### Document:
- - -

Caitlin Rose does country music the old-fashioned way, rightfully earning comparisons to artists like Patsy Cline and Loretta Lynn. Her authentic Americana style, unfairly marginalized into the alt-country category, is untouched by the cliché-laden, factory-produced sound that prevails in contemporary mainstream country music. On sophomore album ‘The Stand-In’, Rose blends folk, gospel, and blues with simple, plain-spoken lyrics and a singing voice that alternates between sweet and sultry without becoming overly twangy.
Throughout the album, Rose’s singing switches easily from sweet softness to supple throatiness, depending upon the emotion of the moment. Her voice does lack weight at the bottom of her register, which occasionally leaves her sounding whiny instead of weary. The higher part of the voice, however, is beautiful at both ends of the dynamic spectrum, and Rose takes full advantage of that ability.
As a whole, ‘The Stand-In’ calls to mind images of a smoky bar at last call, when only the hardcore drinkers and the lonely hearts are left to pair off or fend for themselves. Opening track ‘No One to Call’ (stream below) has a drunkenly stumbling rhythmic figure at the end of its chorus. ‘Pink Champagne’ is a charmingly woozy, unabashedly sentimental two-step, which I could easily hear playing from a jukebox on a nearly-empty dance floor. The album’s swan song ‘Old Numbers’ is another allusion to drunk-dialling, but its sultry jazz trumpet and slippery guitar solo are more suggestive of old pay phones than modern mobiles.

- - -

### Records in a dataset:
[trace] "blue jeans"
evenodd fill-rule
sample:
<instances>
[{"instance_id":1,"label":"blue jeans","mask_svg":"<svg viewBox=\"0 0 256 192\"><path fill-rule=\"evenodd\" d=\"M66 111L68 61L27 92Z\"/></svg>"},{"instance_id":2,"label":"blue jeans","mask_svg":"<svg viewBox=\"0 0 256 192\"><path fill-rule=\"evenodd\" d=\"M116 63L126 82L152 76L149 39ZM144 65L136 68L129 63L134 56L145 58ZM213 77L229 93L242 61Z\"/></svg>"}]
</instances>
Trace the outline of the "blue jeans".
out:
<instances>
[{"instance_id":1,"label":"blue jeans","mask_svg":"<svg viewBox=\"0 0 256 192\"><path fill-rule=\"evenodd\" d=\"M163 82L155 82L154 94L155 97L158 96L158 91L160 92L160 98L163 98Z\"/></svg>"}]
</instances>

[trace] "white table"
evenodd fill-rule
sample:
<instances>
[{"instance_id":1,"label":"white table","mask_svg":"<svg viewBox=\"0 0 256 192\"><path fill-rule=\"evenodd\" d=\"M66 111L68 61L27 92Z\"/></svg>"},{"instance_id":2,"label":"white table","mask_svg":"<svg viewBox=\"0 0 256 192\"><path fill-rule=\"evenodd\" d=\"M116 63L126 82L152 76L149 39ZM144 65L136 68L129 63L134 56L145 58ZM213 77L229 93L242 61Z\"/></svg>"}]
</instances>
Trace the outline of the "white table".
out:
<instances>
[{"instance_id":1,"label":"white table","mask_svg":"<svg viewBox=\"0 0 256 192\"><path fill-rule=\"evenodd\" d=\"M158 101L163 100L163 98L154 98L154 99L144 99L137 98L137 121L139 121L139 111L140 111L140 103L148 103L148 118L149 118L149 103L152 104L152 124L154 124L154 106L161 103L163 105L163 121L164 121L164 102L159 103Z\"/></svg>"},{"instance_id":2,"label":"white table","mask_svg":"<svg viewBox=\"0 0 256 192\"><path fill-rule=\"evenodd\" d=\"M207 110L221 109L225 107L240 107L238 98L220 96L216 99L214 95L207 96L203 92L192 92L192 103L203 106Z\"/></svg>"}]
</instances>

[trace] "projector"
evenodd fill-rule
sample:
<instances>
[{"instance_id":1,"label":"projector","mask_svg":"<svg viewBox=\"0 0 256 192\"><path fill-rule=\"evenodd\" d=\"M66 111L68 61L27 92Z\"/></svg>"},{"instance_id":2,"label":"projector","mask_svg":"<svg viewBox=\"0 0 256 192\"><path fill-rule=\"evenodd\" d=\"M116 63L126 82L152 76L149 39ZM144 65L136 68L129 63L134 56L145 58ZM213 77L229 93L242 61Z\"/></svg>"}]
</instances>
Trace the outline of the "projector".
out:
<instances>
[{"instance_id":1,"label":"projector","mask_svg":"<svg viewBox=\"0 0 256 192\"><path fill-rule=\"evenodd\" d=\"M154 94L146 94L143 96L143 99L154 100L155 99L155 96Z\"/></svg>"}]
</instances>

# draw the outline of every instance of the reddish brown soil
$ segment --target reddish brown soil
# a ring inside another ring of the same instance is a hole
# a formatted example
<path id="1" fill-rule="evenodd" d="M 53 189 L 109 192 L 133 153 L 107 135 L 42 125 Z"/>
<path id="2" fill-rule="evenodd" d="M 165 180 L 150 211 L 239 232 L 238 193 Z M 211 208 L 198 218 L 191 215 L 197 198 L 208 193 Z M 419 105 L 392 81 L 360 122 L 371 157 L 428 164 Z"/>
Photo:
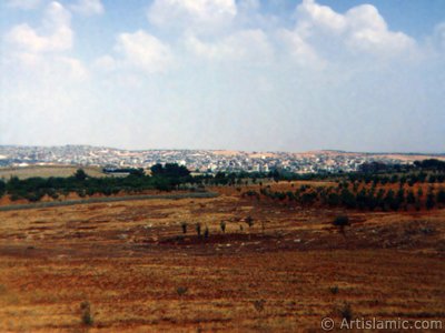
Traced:
<path id="1" fill-rule="evenodd" d="M 339 210 L 220 191 L 0 212 L 0 332 L 320 332 L 345 303 L 444 321 L 445 210 L 349 212 L 339 232 Z"/>

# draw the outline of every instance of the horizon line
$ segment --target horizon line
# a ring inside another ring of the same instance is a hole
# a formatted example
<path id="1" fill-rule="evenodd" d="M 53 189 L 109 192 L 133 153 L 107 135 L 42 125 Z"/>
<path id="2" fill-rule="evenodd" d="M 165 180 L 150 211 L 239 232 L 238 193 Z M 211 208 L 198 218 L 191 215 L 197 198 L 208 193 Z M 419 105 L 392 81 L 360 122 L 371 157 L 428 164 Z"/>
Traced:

- - -

### Tasks to perform:
A: In the album review above, which two artists is Caitlin Rose compared to?
B: Does the album review agree with each statement below? (i) Rose's voice is weaker in the lower part of her range. (ii) 'Pink Champagne' is the album's opening track. (iii) 'Old Numbers' is the last song on the album.

### Solutions in order:
A: Patsy Cline and Loretta Lynn.

B:
(i) Yes: "Her voice does lack weight at the bottom of her register"
(ii) No: "Opening track ‘No One to Call’"
(iii) Yes: "The album’s swan song ‘Old Numbers’"